_Provided text_
>>>

Some studies exploring the determinants of inactivity are using accelerometers to assess sedentary behavior. Additionally, studies examining factors influencing obesity may benefit by quantifying inactivity as well as activity. Reilly et al. (23) suggests that accelerometers can be used to assess sedentary behavior and developed and validated a count cut point of <1100 counts per minute for the ActiGraph to define the upper bound for inactivity in 3- to 4-yr-old children. What is unique about this work is the use of observation to calibrate activity counts. When researchers are interested in patterns and determinants of PA, calibrating activity counts to observational systems is a more direct alternative. Using this approach, accelerometers are used to classify sets of activities (e.g., stationary or slow trunk movement). The observation criterion avoids interpretation errors associated with METs and errors associated with extrapolation from treadmill exercise to free-living behaviors (23). The value of having an accelerometer cut point to define inactive behavior has yet to be realized but the potential application to studies related to adiposity rebound and physical inactivity is significant. Behaviorally based approaches for calibrating accelerometry output may be particularly useful when studying young children where measurement and interpretation of energy expenditure data are difficult tasks.
Uniaxial versus triaxial accelerometers.
Intuitively it seems that a triaxial or omnidirectional accelerometer should be better at capturing children's activity in particular because children tend to move in all directions all the time. However, no direct evidence exists to suggest that a triaxial accelerometer is better for detecting PA than a uniaxial monitor. Analysis of the activity monitor calibration studies presented in this review does not indicate superiority of one monitor over the other and all seem to work reasonably well. Other papers in this supplement address this issue in more detail.
NEW DIRECTIONS
An issue that requires careful consideration is whether linear regression is the correct approach to calibrate activity monitor calibration, given that it does not appear to always do what we want it to do. For example, examination of the data in Treuth et al. (30) reveals a clear violation of the typical regression assumptions (i.e., systematic errors, particularly at low count values, and an increase in variance of METs as activity intensity increases). Although the heteroscedasticity of the errors may have been handled in mixed, there remains the systematic error issue remains. Also, it appears that the relationship between counts and energy expenditure may be nonlinear in certain ranges (e.g., 0–500 counts per minute). It is possible, that a generalized (rather than general) linear model, such as the polytomous regression model, may handle some of these problems, and thus should be investigated.
Bassett et al. (1) indicate that “no single regression equation appears to accurately predict energy expenditure based on acceleration score for all activities.” Other investigators have identified this problem, and it has been suggested that separate regression relationships between accelerometer output and PA energy expenditure should be determined for all activities of interest. Because the typical data-processing methods do not identify specific activities from accelerometer data, it is currently not feasible to apply separate regression equations on an activity-by-activity basis. This issue can be addressed by improving the methods used to process accelerometer data.

<<<

_Things to do_
a - Answer these questions using the text on accelerometer calibration:
(i) What ActiGraph cut point did Reilly et al. develop to mark the upper bound for inactivity, and in children of what age?
(ii) Does any direct evidence show that a triaxial accelerometer detects PA better than a uniaxial monitor?
(iii) What example range of counts per minute is given where the link between counts and energy expenditure may be nonlinear?
b - Translate this sentence from the text on accelerometer calibration into Spanish: "This issue can be addressed by improving the methods used to process accelerometer data."

Records in a dataset
>>>

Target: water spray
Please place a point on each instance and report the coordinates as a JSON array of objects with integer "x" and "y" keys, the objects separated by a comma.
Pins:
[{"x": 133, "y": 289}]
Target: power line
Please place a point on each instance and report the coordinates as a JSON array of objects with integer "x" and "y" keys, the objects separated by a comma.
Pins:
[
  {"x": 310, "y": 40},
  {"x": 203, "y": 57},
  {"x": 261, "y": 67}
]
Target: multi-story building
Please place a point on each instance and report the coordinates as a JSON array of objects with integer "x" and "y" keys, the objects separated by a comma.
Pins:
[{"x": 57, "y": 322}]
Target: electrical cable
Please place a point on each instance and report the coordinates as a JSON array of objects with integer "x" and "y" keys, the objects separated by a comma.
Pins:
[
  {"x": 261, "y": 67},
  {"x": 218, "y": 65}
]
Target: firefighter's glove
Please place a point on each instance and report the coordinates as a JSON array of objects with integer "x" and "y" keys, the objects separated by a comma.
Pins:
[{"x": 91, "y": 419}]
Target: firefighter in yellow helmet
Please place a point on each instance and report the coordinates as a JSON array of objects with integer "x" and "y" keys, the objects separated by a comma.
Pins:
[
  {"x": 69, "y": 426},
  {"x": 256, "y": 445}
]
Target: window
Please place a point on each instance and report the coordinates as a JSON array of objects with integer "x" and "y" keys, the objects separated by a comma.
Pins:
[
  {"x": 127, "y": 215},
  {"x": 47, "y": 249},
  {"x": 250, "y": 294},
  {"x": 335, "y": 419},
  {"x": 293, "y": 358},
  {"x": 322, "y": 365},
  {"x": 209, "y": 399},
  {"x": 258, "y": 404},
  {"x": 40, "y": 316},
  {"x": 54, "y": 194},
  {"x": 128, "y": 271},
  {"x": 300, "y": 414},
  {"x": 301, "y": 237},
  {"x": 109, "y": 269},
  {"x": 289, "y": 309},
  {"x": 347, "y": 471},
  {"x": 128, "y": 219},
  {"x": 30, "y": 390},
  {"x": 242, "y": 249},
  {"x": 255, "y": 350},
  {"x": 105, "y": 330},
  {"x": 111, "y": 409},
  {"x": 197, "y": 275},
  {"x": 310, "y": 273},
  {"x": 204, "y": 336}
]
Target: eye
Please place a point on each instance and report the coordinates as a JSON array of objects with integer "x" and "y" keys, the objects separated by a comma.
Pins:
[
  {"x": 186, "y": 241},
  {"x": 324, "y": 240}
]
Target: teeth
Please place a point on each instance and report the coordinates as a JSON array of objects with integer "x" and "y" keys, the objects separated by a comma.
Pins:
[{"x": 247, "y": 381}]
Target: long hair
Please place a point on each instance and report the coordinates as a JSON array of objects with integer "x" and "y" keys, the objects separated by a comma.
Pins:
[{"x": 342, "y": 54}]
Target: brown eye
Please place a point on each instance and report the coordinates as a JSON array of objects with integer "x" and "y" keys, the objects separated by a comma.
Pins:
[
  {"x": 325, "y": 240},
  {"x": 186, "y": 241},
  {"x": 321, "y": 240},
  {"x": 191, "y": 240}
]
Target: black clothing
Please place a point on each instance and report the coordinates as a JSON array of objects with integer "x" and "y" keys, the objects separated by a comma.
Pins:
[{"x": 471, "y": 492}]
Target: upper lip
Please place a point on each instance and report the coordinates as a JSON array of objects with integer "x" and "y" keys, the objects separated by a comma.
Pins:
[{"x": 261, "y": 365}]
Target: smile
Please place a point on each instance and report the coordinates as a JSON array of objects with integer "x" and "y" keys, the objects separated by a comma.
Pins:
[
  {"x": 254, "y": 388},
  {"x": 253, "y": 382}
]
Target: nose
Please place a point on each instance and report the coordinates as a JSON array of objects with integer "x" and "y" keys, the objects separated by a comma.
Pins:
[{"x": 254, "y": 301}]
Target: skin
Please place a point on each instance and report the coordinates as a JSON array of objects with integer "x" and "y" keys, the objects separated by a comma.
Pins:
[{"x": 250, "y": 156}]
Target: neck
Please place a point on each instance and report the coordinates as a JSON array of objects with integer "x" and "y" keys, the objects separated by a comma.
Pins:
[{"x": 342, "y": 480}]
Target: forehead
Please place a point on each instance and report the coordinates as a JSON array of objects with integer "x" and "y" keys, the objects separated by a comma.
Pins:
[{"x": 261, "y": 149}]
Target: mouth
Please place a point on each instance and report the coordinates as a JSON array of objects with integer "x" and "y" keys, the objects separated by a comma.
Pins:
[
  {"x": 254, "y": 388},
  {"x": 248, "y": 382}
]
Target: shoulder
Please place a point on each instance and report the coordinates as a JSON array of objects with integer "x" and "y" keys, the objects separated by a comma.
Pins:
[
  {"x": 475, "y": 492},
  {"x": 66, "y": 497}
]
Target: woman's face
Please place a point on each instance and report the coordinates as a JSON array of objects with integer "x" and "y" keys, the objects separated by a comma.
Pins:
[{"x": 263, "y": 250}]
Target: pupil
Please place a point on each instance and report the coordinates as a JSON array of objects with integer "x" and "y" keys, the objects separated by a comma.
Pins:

<<<

_Answers for each item_
a -
(i) <1100 counts per minute, in 3- to 4-yr-old children.
(ii) No, no direct evidence exists.
(iii) 0–500 counts per minute.

b - Este problema se puede abordar mejorando los métodos utilizados para procesar los datos de los acelerómetros.